* [EXERCISE OBJECTIVE]: Repeat exactly, and only, the lines from the one holding "Intersection-audit request. Target: red octagonal" through the last line of the records below.

··· RECORDS SUPPLIED

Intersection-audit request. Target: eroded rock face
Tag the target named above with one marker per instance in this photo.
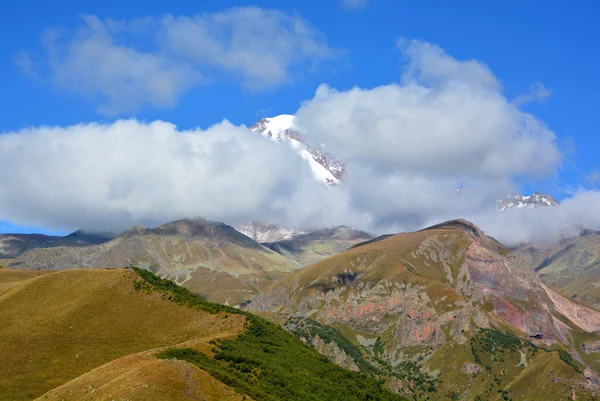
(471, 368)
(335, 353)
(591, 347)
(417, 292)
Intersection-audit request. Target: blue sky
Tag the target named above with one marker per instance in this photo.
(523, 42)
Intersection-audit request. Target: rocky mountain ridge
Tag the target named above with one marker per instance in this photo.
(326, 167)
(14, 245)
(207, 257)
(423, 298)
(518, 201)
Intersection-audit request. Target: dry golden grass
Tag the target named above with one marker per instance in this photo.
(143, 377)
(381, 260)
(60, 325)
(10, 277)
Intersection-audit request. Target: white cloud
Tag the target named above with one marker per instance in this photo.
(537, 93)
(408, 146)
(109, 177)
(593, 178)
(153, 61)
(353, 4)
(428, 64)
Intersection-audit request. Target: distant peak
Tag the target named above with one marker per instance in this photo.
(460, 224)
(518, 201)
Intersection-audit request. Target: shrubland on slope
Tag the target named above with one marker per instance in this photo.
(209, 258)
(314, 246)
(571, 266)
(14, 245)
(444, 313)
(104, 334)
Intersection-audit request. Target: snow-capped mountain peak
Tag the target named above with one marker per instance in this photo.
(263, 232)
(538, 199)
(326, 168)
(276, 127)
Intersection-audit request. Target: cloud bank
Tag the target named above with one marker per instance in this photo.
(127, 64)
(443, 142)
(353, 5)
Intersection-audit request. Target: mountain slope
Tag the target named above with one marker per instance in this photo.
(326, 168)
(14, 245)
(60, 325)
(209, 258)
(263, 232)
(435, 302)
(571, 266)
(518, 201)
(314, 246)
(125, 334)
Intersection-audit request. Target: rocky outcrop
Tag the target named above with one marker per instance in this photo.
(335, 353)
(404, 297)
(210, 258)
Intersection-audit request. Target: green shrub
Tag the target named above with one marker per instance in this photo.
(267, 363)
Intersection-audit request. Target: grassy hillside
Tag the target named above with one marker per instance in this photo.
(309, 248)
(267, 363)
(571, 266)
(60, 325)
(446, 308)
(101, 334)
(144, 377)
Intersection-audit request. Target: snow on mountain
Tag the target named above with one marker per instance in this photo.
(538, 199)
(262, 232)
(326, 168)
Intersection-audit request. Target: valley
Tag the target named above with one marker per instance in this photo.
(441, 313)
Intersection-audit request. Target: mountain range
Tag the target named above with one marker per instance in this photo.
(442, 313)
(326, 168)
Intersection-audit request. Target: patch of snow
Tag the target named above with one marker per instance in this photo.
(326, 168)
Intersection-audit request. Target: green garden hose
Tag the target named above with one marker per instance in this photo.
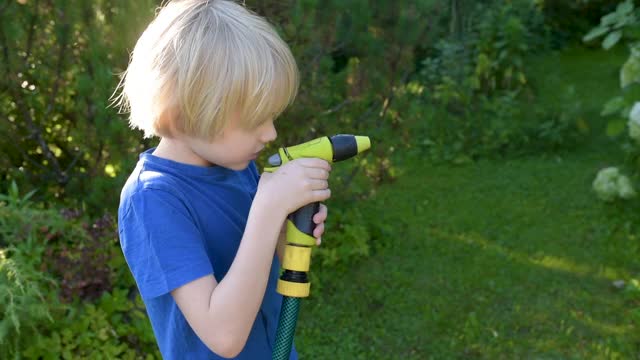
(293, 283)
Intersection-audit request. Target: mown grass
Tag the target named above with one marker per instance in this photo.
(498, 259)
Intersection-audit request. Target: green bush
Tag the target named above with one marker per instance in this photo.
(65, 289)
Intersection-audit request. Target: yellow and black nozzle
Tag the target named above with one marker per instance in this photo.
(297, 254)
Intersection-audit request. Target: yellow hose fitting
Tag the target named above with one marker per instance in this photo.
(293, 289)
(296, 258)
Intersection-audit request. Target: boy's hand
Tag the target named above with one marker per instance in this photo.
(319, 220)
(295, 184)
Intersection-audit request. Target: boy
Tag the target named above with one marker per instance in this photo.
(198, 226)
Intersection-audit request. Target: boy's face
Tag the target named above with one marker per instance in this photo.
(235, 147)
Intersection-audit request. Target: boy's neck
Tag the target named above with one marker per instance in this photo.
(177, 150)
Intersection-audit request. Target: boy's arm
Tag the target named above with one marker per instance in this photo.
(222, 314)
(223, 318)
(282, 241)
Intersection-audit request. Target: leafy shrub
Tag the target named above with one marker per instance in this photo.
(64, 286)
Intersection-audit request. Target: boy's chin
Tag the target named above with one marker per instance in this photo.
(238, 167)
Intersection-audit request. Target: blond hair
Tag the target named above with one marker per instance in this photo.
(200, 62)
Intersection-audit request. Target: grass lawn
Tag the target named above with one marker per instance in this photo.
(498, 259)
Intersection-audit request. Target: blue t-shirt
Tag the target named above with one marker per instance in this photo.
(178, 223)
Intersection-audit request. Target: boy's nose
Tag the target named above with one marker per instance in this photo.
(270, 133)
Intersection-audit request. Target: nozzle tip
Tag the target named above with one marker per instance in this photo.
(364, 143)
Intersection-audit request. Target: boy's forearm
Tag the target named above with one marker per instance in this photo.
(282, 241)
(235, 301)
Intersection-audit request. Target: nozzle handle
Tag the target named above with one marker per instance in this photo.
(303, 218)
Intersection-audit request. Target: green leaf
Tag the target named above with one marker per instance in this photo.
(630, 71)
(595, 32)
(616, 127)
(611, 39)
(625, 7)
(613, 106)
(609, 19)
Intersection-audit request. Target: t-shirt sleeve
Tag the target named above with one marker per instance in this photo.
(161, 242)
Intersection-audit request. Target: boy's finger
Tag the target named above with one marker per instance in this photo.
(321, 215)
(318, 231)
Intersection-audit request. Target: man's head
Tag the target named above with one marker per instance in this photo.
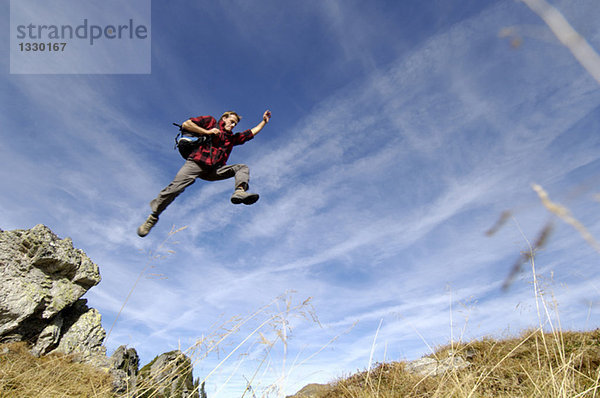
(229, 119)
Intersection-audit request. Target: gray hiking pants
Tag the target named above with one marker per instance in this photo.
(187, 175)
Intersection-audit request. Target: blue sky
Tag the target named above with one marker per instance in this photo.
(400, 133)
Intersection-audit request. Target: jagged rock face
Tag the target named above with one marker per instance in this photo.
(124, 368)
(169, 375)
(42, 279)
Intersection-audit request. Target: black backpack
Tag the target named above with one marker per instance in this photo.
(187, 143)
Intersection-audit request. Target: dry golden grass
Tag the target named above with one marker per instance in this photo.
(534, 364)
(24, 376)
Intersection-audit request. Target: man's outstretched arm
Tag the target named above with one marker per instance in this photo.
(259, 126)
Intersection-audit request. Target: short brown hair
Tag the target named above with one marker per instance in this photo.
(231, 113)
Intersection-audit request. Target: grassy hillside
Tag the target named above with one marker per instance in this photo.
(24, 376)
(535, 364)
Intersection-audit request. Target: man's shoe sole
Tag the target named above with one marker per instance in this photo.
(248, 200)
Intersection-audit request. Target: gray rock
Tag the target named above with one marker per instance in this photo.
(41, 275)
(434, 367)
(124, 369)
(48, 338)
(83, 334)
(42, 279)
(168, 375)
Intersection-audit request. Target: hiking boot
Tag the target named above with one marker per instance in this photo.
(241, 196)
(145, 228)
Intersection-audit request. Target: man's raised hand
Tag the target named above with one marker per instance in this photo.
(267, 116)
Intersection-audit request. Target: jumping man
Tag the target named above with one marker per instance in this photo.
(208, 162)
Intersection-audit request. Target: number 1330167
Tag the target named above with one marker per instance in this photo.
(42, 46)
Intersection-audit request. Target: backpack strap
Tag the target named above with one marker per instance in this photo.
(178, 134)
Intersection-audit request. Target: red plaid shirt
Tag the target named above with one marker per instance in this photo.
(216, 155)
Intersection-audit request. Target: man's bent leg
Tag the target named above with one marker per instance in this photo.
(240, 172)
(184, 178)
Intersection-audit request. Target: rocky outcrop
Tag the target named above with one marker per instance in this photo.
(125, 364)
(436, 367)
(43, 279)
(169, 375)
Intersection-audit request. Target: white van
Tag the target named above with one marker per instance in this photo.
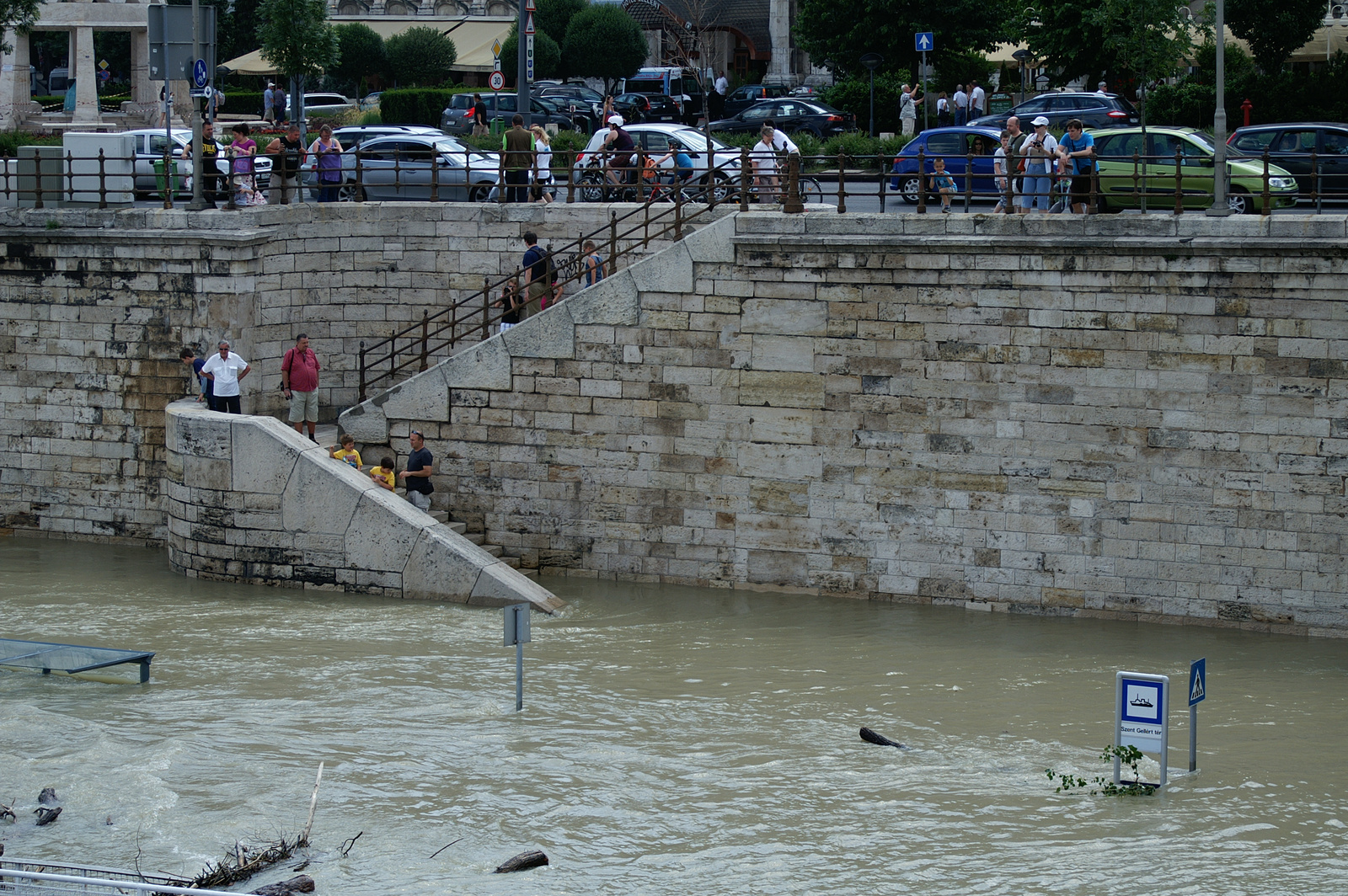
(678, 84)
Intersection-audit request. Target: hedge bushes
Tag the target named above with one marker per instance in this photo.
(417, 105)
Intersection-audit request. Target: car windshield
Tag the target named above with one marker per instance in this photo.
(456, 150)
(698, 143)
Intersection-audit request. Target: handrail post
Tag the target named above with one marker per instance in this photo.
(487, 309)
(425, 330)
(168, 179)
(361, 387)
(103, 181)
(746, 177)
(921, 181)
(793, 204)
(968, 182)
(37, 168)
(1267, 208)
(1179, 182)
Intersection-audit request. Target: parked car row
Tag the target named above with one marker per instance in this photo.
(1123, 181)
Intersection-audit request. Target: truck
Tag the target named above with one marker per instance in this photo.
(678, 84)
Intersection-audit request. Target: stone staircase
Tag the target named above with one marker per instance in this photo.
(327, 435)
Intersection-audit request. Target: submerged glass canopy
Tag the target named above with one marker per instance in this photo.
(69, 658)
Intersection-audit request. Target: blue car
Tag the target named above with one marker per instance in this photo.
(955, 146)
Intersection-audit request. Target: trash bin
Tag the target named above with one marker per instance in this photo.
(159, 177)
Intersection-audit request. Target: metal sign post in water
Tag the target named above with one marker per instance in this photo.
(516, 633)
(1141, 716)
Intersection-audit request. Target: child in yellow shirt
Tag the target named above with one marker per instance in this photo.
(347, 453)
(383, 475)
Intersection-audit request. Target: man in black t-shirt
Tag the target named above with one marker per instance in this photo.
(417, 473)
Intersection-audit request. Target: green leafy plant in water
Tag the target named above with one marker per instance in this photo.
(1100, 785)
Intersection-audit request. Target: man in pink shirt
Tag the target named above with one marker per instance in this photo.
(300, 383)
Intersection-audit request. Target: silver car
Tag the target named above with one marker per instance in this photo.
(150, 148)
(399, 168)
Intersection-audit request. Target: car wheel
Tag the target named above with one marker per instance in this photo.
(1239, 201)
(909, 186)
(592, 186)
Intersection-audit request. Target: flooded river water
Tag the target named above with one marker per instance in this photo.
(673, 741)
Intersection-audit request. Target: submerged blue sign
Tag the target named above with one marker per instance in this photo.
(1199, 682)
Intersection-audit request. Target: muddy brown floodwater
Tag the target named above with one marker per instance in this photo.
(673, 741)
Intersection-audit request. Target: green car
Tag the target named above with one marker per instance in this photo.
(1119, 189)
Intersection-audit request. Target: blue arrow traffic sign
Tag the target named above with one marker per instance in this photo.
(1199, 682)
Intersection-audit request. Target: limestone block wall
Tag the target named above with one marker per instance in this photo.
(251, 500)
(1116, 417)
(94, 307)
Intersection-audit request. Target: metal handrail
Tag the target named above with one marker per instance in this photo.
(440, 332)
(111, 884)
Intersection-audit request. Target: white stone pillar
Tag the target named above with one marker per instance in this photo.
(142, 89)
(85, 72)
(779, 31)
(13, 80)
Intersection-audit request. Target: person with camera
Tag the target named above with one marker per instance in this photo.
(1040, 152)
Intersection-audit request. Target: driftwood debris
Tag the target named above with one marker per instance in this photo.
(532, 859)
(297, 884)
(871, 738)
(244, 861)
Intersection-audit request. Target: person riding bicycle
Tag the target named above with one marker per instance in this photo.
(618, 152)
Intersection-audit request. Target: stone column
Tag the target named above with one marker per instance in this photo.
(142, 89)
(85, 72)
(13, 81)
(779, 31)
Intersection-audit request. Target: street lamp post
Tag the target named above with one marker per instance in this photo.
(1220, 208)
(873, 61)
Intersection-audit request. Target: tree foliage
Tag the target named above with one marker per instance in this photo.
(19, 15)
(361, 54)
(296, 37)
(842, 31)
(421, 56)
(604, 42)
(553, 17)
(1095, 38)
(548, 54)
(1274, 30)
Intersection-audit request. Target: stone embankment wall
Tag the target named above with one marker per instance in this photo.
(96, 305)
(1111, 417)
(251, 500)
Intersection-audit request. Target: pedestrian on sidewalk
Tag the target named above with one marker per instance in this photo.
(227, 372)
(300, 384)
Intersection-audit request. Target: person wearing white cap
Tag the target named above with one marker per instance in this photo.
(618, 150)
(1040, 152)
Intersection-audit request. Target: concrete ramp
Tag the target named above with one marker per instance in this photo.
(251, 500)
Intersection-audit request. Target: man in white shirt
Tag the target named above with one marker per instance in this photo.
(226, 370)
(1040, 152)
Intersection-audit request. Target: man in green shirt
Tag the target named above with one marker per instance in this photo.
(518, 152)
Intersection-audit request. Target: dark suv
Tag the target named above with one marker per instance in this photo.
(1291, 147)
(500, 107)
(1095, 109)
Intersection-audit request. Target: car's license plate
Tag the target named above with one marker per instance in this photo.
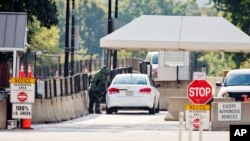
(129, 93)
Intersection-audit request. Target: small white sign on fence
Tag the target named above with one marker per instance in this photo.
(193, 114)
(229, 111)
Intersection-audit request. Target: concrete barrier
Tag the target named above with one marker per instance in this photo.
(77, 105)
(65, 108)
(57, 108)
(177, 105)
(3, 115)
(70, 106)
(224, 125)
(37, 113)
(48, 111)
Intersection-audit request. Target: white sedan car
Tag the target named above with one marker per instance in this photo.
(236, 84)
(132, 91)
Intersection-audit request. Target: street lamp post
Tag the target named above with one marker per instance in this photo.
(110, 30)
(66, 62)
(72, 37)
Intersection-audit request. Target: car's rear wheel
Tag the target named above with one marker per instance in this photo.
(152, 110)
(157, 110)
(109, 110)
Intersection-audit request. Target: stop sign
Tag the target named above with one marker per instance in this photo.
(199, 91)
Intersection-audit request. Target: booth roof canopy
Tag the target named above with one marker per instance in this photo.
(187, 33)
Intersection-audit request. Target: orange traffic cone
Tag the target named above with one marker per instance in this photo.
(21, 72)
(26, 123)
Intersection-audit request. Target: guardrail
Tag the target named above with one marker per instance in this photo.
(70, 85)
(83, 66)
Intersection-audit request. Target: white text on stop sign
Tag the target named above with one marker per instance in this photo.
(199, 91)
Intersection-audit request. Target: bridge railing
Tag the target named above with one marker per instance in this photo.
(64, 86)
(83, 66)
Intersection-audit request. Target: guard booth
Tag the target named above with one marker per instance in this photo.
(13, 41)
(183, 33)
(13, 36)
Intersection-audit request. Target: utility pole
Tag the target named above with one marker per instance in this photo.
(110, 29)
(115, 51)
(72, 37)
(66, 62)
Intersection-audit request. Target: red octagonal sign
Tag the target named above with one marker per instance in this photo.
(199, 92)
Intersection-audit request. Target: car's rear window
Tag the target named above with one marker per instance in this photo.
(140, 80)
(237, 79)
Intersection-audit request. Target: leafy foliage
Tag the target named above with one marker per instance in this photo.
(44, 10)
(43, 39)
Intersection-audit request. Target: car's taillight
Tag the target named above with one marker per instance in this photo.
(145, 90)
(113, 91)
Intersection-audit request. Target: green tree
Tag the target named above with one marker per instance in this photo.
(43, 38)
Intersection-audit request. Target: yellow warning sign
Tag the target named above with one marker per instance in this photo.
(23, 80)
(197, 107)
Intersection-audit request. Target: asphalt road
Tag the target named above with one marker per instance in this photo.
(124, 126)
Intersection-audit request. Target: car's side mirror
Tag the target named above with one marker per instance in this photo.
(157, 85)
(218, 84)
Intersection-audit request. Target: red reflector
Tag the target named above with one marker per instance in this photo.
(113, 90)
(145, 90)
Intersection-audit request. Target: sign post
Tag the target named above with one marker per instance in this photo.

······

* [PROBLEM SOLUTION]:
Intersection-audit request. Target: red octagonal sign
Tag the target named above with one marker per instance in this photo.
(199, 92)
Intersection-audit request. Target: car's rear window
Tag the target named above with one marker per instance in this photo.
(140, 80)
(237, 79)
Intersection-audit request. Target: leafy foliage
Tag the target named above with one marker per instance in this photo.
(44, 10)
(43, 39)
Intersection-audit request. Target: car's taillight
Tag the target named above with one marker per instance in this photo.
(145, 90)
(113, 91)
Intersection-audit request. Target: green tree
Tag the target named above with one marker per instance in this photo.
(43, 38)
Intersection-audit request. Target: yellow warning sign
Tag the target named above with one marker per instance in this photo.
(23, 80)
(197, 107)
Intersection-audit request. Target: asphalt road
Tag the target named above with one marker per instance in this photo.
(124, 126)
Intersection-audit request. Target: car's side mirror
Tag the target named above with one marker per instance in this photo.
(157, 85)
(218, 84)
Intersection-audit request. Target: red reflector
Tag the target named above with one marker per instance in this photo.
(113, 90)
(145, 90)
Intersection-audit request. Target: sign post
Tag the target named above with one marker per instance in this photo.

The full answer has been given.